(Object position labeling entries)
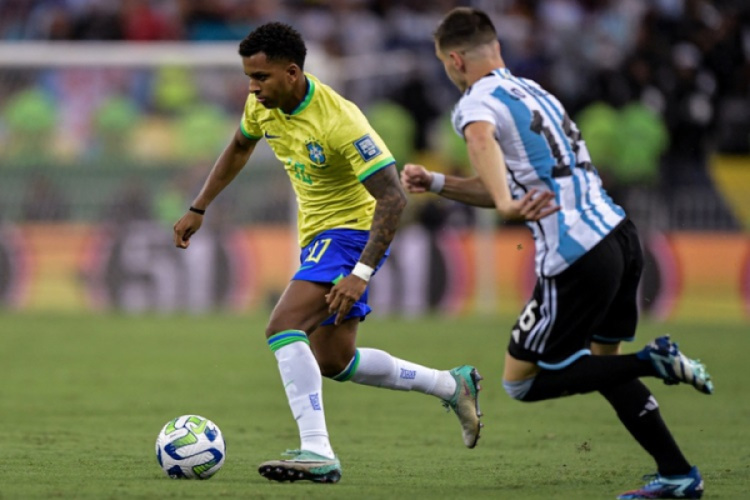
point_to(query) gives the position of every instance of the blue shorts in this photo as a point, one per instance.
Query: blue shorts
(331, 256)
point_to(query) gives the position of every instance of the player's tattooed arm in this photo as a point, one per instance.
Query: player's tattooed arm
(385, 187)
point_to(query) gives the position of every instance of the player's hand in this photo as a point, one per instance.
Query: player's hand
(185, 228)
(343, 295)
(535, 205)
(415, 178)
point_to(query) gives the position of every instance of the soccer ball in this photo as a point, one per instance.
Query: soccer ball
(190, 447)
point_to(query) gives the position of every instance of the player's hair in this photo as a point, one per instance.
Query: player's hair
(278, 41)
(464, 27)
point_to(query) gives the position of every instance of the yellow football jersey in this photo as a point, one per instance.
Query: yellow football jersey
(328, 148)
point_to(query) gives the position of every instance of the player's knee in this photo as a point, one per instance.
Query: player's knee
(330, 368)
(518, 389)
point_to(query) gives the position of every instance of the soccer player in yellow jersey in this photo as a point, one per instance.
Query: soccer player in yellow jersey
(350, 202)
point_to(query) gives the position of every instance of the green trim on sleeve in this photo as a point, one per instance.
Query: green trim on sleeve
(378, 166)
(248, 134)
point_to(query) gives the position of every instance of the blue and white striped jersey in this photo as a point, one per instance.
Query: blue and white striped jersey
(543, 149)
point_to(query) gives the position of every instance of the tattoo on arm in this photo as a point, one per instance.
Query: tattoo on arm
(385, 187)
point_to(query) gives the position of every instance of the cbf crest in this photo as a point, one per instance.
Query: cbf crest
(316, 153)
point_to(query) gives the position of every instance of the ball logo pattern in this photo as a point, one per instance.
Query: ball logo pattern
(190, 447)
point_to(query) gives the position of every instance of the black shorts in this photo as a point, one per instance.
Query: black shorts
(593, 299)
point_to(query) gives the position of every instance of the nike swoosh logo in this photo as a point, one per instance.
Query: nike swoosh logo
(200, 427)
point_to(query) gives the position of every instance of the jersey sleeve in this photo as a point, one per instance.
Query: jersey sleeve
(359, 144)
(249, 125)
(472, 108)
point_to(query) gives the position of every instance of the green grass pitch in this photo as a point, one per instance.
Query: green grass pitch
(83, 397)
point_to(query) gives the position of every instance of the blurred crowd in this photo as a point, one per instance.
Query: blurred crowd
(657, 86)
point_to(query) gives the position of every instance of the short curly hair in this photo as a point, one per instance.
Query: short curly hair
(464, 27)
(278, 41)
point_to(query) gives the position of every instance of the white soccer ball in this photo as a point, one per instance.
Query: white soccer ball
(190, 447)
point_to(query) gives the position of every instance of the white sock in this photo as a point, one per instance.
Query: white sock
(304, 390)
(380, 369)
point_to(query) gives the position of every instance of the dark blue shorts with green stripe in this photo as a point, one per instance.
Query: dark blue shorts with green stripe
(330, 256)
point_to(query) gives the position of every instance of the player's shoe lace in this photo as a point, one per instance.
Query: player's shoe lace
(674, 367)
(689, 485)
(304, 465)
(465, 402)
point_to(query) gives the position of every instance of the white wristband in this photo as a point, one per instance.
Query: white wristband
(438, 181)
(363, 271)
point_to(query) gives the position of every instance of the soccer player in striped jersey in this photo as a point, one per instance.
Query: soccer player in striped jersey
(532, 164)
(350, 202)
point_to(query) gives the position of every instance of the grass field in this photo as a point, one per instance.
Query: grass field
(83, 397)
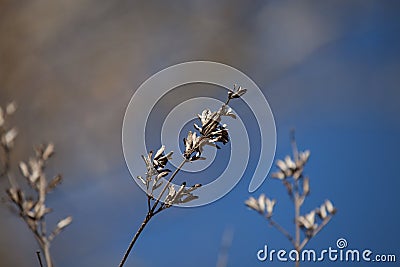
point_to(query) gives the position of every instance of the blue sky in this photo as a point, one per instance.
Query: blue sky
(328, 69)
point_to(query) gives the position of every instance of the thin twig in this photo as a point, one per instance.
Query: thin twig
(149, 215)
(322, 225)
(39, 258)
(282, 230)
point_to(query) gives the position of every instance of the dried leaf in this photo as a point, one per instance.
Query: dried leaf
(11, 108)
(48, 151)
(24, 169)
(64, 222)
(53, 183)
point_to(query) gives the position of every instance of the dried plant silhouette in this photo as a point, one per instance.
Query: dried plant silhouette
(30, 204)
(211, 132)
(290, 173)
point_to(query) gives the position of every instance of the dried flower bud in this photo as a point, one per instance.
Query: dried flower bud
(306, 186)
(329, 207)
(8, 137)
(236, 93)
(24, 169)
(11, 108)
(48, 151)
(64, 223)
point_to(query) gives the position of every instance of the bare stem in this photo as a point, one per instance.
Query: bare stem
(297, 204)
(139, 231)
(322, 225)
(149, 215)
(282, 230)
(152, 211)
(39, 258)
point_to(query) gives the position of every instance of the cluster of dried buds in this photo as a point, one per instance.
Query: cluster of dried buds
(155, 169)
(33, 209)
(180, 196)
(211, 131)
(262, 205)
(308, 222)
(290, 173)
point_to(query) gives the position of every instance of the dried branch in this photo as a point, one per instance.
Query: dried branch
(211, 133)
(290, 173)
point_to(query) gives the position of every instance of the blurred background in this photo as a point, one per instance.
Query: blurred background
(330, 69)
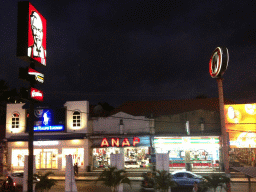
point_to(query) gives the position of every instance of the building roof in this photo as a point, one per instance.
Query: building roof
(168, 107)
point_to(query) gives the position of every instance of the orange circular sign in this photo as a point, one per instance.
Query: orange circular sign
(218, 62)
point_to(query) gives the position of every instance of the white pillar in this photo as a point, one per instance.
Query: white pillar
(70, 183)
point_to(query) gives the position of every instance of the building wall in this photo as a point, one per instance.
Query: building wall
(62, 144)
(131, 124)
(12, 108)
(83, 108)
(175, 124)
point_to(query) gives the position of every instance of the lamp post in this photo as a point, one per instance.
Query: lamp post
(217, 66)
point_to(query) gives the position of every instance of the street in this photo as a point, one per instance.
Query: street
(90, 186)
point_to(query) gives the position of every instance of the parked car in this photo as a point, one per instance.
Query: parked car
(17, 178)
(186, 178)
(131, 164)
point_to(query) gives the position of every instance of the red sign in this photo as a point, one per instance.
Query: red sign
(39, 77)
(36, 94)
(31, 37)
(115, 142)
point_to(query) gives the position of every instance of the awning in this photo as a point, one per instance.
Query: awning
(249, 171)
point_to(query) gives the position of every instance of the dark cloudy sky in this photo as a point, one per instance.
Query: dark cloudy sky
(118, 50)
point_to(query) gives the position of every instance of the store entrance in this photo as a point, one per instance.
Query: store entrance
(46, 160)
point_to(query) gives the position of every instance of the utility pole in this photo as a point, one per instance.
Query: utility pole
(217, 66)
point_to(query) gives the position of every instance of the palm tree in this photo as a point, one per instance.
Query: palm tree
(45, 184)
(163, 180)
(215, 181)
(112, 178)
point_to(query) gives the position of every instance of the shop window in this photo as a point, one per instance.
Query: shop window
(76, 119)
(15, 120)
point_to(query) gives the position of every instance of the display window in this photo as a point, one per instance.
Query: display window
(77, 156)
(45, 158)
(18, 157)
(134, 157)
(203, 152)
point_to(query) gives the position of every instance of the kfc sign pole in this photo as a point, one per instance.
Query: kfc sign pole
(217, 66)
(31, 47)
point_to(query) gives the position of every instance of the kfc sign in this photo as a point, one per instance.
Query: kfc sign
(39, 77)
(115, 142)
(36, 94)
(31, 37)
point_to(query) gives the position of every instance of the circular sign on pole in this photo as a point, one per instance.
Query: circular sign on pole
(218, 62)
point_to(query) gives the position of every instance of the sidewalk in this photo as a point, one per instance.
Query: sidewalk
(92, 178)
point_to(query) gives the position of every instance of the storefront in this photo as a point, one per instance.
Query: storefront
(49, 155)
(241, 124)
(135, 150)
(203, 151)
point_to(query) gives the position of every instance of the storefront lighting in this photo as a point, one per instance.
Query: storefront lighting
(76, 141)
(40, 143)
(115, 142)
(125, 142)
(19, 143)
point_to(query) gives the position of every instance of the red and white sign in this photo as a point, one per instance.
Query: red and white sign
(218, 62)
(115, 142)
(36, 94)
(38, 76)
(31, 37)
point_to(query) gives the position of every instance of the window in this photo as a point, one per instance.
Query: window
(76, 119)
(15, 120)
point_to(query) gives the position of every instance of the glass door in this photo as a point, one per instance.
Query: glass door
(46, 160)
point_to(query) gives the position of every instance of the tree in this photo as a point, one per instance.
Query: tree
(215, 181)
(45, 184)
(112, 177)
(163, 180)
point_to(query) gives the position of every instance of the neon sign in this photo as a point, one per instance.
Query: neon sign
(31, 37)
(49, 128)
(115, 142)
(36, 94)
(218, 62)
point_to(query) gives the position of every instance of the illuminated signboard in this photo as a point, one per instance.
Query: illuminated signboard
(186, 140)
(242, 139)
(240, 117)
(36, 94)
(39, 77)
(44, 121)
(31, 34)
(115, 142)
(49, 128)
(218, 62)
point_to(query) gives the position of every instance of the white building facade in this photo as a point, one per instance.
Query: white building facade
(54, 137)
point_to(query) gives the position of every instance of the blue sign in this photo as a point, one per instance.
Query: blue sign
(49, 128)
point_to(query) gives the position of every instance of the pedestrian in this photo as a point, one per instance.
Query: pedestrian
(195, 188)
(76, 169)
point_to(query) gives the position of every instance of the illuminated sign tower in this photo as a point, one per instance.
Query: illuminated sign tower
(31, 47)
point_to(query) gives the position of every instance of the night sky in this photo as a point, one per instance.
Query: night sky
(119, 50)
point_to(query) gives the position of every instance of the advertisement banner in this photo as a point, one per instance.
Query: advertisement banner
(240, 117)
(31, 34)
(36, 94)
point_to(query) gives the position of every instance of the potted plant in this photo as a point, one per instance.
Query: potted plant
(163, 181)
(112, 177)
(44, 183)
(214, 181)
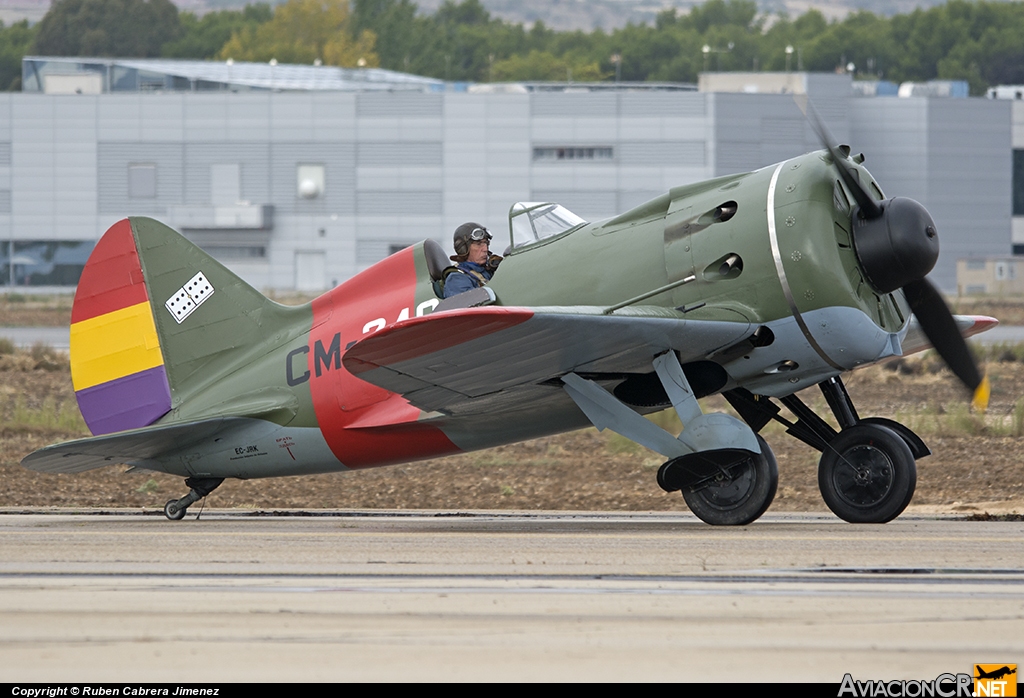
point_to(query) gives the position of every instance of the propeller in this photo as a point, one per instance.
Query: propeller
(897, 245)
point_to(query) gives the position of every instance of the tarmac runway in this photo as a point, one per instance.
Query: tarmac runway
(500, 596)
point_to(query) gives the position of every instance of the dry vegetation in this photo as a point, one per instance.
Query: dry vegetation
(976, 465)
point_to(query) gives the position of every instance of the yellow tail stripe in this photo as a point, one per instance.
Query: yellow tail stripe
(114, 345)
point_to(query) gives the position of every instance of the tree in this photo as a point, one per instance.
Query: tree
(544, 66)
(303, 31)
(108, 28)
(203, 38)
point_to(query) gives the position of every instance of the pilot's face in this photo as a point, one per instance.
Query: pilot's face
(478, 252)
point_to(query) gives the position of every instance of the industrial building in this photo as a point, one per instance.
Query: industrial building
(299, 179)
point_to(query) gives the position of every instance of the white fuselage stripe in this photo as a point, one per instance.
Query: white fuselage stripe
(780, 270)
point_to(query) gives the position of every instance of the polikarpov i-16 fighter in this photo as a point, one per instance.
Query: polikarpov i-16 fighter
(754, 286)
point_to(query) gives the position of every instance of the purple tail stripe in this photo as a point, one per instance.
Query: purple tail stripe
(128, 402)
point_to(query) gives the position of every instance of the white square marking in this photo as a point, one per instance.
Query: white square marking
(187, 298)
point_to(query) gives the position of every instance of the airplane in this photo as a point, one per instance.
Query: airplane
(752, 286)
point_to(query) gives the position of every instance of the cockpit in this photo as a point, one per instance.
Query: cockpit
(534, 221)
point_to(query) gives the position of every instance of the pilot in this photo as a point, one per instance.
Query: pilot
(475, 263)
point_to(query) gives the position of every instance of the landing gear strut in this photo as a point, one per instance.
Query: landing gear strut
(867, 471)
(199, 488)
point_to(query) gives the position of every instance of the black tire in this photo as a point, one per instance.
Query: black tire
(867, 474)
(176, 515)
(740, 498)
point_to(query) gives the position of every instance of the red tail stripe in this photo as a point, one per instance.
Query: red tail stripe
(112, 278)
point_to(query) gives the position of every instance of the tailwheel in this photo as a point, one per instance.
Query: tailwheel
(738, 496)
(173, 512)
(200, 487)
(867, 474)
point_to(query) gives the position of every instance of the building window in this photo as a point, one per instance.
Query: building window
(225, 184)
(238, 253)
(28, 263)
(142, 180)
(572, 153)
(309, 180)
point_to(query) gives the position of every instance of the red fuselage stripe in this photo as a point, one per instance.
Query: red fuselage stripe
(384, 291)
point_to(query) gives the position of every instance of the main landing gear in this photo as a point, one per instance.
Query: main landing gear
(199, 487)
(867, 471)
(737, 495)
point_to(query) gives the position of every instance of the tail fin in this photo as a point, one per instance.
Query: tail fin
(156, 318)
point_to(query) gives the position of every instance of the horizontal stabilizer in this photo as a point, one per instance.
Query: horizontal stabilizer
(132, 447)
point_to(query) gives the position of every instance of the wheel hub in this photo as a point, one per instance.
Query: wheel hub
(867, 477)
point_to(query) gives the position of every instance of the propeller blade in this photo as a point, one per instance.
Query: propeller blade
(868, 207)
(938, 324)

**What is asked**
Copy exactly the line containing "the red tail" and every line after it, ending with the last line of the records above.

**The output**
point_to(query) gives the position of every instance of the red tail stripe in this photo as a point, one per instance.
Query: red tail stripe
(112, 278)
point_to(query) gives the position of every instance of the tailwheel in this photo as a point, one per instance.
Query: tailwheel
(738, 496)
(173, 512)
(200, 487)
(867, 474)
point_to(query) gives the position of every instance of the building window in this photo as a point, one per instance.
Query: building window
(225, 184)
(238, 253)
(28, 263)
(142, 180)
(572, 153)
(309, 180)
point_to(query) gives the position of every instance of the red fuselage stripe in this photo as a point, one per instance.
Query: red fuselage stripe
(384, 291)
point_to(query) gives the position of every instance of the main landing gear in this photo as a point, one per instance.
Query: main landing gear
(199, 487)
(867, 471)
(737, 495)
point_to(query) gives the position of every instance of the tail fin in this photo as a point, one per instance.
Query: tail fin
(156, 318)
point_to(query) gives the position of every instance of the horizontal stabilizer in this photo as a point, one per instance.
Query: horizontal stabilizer
(132, 447)
point_to(query) gives the position of every instance of the wheel hub in this photo as a point, one per instance.
Query: wheel hub
(867, 477)
point_to(query) gives the position of every instance of the propeller blade in this photo as a point, one per instance.
Query: propeller blade
(868, 207)
(938, 324)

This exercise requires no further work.